**Short task**
Include in the output the line containing "Question. Provide the position of each instance of the woman in" and each subsequent line of the records, through the end, transcribed exactly. Add nothing else.

begin Materials provided

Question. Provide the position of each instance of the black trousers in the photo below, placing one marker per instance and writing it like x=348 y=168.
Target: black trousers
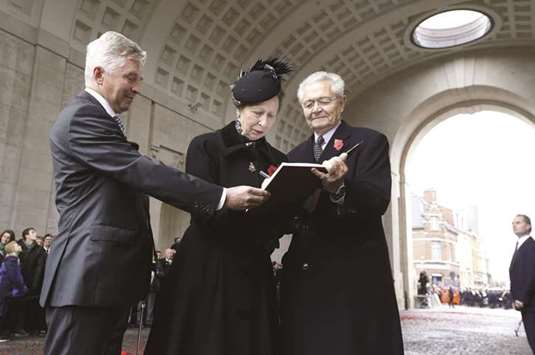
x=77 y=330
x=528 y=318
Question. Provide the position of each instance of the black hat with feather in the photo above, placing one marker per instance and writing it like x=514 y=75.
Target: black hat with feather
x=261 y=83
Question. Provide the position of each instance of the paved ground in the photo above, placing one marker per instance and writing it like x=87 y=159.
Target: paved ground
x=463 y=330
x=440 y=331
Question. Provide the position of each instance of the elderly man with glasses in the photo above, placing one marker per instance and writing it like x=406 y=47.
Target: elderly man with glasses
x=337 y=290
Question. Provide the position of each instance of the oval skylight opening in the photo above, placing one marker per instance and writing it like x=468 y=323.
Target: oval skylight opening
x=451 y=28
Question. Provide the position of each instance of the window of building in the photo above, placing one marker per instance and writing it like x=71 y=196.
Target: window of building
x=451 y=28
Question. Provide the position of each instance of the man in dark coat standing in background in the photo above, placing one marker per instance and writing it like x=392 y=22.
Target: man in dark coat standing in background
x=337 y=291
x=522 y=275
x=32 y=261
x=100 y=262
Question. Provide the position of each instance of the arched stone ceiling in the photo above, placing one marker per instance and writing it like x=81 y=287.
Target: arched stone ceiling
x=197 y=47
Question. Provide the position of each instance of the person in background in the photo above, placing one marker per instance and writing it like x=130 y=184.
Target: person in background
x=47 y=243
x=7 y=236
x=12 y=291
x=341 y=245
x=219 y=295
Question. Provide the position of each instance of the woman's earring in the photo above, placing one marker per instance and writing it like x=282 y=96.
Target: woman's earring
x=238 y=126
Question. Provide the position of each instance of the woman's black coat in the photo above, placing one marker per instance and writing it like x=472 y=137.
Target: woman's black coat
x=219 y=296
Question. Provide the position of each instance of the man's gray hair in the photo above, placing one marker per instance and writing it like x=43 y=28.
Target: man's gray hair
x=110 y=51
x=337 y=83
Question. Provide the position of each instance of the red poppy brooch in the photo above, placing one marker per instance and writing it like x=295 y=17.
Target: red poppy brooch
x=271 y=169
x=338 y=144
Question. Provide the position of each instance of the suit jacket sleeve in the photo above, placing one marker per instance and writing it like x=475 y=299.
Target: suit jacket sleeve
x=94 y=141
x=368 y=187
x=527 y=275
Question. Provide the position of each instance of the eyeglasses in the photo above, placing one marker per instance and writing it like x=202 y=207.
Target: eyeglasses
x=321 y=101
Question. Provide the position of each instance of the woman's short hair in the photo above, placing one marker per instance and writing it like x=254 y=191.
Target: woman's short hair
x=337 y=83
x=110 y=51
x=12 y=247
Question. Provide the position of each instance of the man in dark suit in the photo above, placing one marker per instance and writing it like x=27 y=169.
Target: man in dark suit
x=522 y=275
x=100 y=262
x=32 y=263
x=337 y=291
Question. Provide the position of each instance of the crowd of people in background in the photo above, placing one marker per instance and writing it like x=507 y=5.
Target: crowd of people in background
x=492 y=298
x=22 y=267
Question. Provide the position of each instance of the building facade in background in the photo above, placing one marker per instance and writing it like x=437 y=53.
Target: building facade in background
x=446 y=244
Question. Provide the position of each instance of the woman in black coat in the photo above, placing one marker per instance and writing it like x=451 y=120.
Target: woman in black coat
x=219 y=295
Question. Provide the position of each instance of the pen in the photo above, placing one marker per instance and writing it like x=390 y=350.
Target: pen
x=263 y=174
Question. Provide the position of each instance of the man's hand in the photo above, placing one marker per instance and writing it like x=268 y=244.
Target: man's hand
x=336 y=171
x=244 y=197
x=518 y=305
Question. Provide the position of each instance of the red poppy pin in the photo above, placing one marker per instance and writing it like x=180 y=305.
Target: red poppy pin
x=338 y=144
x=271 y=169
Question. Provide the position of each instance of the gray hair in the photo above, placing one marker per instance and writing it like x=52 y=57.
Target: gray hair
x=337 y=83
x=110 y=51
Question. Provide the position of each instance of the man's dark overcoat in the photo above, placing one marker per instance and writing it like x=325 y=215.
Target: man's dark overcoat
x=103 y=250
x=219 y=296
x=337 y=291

end Materials provided

**Output**
Question. Provide the position of each instance of the woman in black coat in the photo above, placing one marker per instance and writing it like x=451 y=120.
Target: woman in black coat
x=219 y=295
Question. Provide the position of each instance of the pen in the photo above, placing one marker per instance and writing it like x=390 y=350.
Target: pen
x=263 y=174
Question. Provide the position of each instance of the man's hand in the photo above, placing one marker per instance and writing it like x=268 y=244.
Target: man's hand
x=336 y=171
x=244 y=197
x=518 y=305
Question. Provide the position of each instance of the red poppy pin in the photo above, placing one marker per instance and writing it like x=180 y=305.
Target: red poppy pin
x=338 y=144
x=271 y=169
Question. Provide the position of each instance of the gray hair in the photo above, placing one marker per instance and writing it like x=52 y=57.
Target: gray hair
x=337 y=83
x=110 y=51
Question. Provide the position of each instance of the man's dark overcoat in the photo above, placing one marker per instance and writing it like x=325 y=215.
Target: man's dark overcoat
x=103 y=250
x=219 y=296
x=337 y=291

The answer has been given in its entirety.